**Activity A:**
From the passage on genetic testing, quote the text from "4. Coverage of" up to and including "to using them.".
**Activity B:**
According to the passage on genetic testing, what should clinical decision support software for genetics do? List each of these actions.
**Activity C:**
In the passage on genetic testing, what major reason do payers cite for not covering genetic testing?

2. The lack of sufficient genetic counsellors. Genetic counsellors are often used to engage patients prior to testing and after results have been received, providing them with the detailed and nuanced information required for many of these tests. They also support doctors when they need assistance in making decisions about genetic testing and understanding the test results.
3. To successfully embed genetics into your care, doctors need the workflows for genetic testing (receiving results and understanding the impact on their care plans) to become a seamless part of their work. Clinical decision support software for genetics should alert the healthcare provider when genetic testing is merited with a patient, based on information the provider has entered during their examination. The software should then provide a list of appropriate tests and an explanation of why one might be used over another. After doctors order the test, they believe is most appropriate, the system should inform them of the results in clear, easily understandable language. The results should inform the doctor if the care plan for this patient should be modified (with suggestions for how the care should change).
4. Coverage of payments for genetic testing. If such tests are not paid for by insurers or government healthcare agencies (the payers), doctors simply won’t order them. In the US and many other countries, there is patchwork coverage for genetic testing. Some tests are covered under specific circumstances, but many are not covered at all. The major reason cited by the payers for not covering genetic testing is a lack of evidence of clinical efficacy. In other words, do these tests provide actionable information, that your doctor can use to ensure better health outcomes? Until the payers see sufficient evidence of clinical efficacy, they will be hesitant to pay for many types of genetic testing. Doctors are concerned about the same thing, according to my research. They want to see the use of these tests in large populations, so they can determine that there is a benefit to using them.

Data entries
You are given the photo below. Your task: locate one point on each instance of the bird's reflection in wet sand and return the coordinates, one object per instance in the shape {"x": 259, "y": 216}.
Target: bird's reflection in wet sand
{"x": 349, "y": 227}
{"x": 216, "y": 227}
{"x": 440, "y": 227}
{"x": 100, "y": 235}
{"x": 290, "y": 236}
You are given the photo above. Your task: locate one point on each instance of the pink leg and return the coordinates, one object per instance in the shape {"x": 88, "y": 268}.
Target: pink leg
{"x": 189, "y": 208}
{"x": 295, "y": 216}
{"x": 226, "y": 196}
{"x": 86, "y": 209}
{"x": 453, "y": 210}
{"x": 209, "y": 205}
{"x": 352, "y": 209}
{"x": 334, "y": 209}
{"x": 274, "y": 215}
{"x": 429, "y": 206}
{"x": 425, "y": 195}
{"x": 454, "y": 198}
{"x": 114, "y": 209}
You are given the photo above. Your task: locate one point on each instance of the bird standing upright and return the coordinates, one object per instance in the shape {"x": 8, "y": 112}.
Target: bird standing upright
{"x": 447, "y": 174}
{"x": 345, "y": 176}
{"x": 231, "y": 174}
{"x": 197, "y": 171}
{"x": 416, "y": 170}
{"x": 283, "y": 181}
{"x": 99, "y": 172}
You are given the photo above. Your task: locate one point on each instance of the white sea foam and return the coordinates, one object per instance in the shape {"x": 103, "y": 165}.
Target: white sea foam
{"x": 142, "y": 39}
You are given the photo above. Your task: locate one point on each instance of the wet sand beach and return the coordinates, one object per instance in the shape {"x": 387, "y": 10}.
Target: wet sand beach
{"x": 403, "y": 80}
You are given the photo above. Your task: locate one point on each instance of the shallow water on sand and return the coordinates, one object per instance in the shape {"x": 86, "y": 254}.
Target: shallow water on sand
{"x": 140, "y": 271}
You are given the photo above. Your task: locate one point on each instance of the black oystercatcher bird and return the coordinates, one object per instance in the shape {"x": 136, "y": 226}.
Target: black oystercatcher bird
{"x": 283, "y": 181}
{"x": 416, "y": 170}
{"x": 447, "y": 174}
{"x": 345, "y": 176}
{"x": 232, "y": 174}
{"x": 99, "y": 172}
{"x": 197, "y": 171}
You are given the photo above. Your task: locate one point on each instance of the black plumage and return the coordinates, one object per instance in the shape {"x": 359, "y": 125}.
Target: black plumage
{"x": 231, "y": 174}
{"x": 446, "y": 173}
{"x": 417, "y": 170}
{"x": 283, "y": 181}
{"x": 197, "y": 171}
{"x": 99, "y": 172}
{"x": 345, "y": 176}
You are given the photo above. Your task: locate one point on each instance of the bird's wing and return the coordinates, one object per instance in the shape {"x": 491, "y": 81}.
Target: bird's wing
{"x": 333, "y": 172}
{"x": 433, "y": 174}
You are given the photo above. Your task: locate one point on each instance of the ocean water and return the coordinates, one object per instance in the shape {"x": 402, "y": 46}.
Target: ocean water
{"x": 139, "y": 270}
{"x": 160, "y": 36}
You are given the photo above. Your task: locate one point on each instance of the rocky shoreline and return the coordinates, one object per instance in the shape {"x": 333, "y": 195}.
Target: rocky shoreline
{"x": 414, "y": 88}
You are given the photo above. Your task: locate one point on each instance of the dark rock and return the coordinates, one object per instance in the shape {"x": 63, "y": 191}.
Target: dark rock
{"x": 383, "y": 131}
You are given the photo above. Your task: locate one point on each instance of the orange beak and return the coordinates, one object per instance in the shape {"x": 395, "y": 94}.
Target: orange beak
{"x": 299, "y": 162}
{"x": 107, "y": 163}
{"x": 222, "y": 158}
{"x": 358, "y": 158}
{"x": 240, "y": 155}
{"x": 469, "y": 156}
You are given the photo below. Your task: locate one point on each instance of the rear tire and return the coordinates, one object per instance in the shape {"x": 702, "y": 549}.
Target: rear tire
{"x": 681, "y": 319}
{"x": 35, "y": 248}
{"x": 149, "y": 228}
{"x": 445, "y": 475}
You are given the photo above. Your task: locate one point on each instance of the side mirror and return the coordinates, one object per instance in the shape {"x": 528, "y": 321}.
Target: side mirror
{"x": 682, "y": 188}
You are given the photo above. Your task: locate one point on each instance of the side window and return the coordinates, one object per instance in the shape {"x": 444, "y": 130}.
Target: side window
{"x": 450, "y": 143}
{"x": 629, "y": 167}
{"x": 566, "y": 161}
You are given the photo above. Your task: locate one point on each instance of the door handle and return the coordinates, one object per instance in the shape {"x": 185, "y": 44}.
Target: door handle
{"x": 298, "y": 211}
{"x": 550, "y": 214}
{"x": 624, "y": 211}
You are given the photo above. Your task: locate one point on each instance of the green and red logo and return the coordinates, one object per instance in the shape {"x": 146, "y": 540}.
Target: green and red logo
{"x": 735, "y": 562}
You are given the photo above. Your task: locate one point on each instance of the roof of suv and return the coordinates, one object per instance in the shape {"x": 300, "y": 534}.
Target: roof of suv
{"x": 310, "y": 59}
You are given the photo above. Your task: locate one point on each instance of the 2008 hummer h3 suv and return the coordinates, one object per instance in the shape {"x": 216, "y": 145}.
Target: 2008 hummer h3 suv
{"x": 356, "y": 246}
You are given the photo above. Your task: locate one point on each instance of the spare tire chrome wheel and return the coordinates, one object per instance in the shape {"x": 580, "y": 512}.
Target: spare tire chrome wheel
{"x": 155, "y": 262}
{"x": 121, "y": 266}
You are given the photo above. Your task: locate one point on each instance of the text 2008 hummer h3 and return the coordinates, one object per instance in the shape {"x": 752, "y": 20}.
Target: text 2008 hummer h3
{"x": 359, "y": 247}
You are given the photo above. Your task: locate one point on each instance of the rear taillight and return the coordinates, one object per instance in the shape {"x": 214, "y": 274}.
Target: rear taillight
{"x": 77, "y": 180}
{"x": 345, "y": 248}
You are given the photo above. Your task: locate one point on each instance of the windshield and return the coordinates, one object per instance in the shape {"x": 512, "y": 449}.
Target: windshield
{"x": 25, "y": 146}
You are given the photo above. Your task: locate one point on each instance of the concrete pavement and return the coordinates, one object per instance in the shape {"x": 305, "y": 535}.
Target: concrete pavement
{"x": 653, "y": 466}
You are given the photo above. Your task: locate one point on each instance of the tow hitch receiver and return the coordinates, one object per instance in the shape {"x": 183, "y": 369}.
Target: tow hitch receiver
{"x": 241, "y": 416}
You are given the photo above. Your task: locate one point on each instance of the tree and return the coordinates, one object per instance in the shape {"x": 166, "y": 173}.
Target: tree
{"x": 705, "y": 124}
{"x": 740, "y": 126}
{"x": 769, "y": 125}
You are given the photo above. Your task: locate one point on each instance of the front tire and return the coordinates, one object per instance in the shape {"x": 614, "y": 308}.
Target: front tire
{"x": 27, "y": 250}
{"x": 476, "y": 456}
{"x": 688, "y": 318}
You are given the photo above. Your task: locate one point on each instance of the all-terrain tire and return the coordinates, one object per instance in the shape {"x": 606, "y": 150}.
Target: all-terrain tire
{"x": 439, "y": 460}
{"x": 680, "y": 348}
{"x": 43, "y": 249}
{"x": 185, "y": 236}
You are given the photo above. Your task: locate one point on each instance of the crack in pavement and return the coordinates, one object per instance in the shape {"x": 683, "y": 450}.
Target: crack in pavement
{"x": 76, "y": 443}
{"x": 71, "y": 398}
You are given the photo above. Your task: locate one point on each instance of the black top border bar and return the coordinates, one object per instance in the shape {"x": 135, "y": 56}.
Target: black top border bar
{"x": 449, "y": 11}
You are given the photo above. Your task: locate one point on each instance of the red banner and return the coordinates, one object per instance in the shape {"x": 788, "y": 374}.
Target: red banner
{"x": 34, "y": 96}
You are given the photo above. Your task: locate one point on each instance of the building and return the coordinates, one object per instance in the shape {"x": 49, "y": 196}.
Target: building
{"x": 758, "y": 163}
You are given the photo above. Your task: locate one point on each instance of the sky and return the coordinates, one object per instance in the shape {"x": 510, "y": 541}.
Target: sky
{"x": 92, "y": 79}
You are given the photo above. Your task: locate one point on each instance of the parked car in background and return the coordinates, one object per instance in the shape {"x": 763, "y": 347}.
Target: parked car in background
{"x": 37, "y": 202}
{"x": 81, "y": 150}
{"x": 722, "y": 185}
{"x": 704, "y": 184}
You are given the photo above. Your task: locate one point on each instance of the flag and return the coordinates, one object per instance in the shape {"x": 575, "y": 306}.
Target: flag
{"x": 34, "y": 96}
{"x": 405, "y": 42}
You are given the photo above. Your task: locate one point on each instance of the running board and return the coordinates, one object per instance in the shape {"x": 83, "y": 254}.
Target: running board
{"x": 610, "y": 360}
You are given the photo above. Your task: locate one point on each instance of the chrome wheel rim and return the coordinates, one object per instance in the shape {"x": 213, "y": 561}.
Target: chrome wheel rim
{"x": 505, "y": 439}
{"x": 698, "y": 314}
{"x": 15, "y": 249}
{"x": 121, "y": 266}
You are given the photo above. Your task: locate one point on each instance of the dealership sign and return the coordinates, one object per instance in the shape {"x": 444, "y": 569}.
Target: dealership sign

**Worked solution A:**
4. Coverage of payments for genetic testing. If such tests are not paid for by insurers or government healthcare agencies (the payers), doctors simply won’t order them. In the US and many other countries, there is patchwork coverage for genetic testing. Some tests are covered under specific circumstances, but many are not covered at all. The major reason cited by the payers for not covering genetic testing is a lack of evidence of clinical efficacy. In other words, do these tests provide actionable information, that your doctor can use to ensure better health outcomes? Until the payers see sufficient evidence of clinical efficacy, they will be hesitant to pay for many types of genetic testing. Doctors are concerned about the same thing, according to my research. They want to see the use of these tests in large populations, so they can determine that there is a benefit to using them.

**Worked solution B:**
- Alert the healthcare provider when genetic testing is merited with a patient, based on information the provider entered during the examination
- Provide a list of appropriate tests and an explanation of why one might be used over another
- Inform the doctor of the results in clear, easily understandable language
- Inform the doctor if the patient's care plan should be modified, with suggestions for how the care should change

**Worked solution C:**
A lack of evidence of clinical efficacy.